## Begin Record extracts
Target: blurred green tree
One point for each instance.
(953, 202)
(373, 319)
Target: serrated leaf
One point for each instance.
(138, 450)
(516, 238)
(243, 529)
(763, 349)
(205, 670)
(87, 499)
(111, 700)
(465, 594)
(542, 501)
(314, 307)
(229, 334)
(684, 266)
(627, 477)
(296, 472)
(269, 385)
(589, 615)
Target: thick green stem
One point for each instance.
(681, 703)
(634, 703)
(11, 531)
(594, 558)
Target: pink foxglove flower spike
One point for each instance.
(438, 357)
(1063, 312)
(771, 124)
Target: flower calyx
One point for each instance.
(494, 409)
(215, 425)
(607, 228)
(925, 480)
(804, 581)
## End Record extracts
## Begin Record extracts
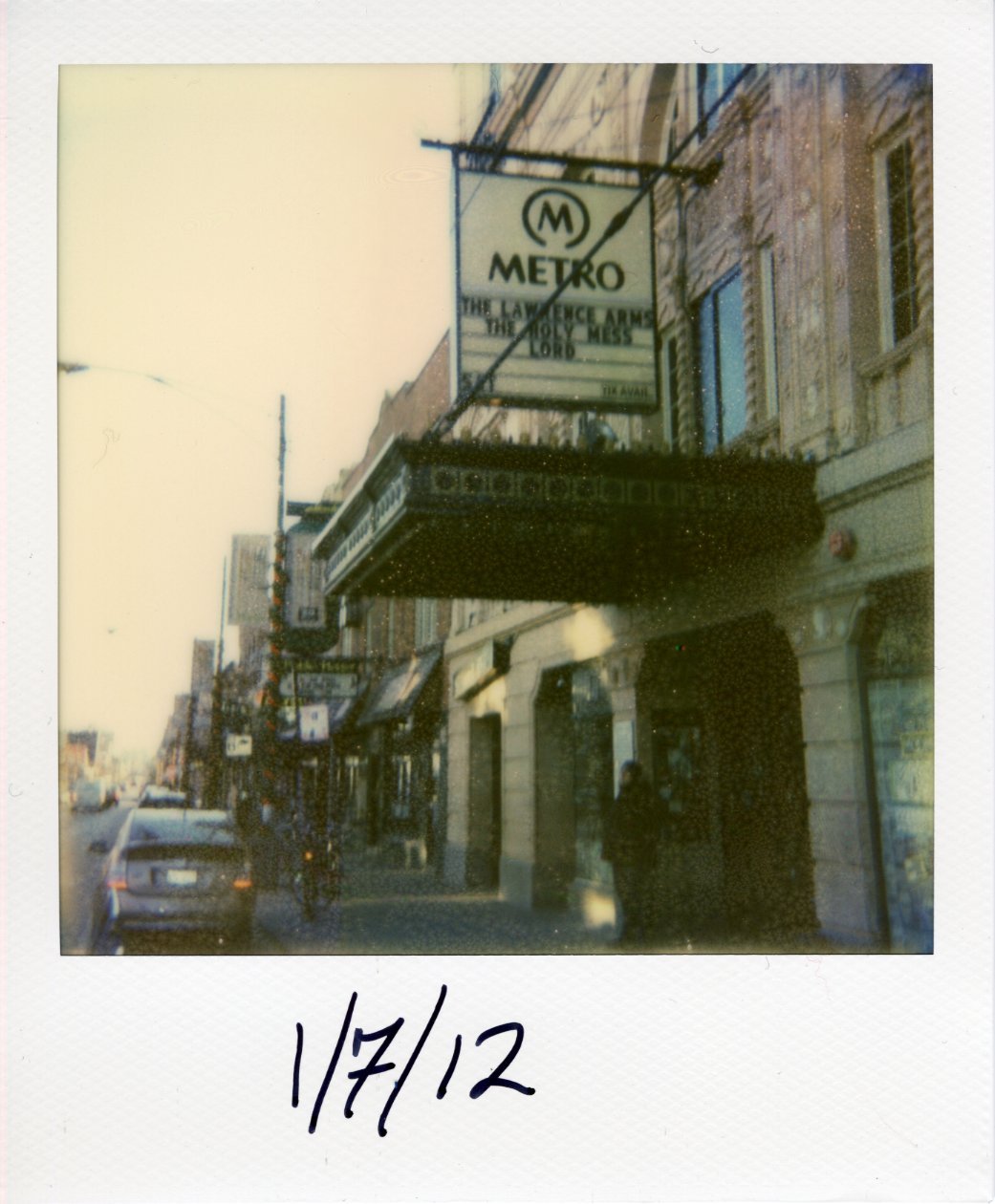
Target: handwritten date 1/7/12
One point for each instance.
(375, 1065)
## End Record extracts
# [Exercise objective]
Put the items in the stretch from the line containing "Target: handwritten date 1/7/12" through the line containing "(375, 1065)" into a two-column CSV with the columns text and answer, one row per item. Put each item's text and its answer in a single quoted field, with line breaks replaced by spaces.

# [Result for this task]
text,answer
"Target: handwritten date 1/7/12 One point for each instance.","(375, 1065)"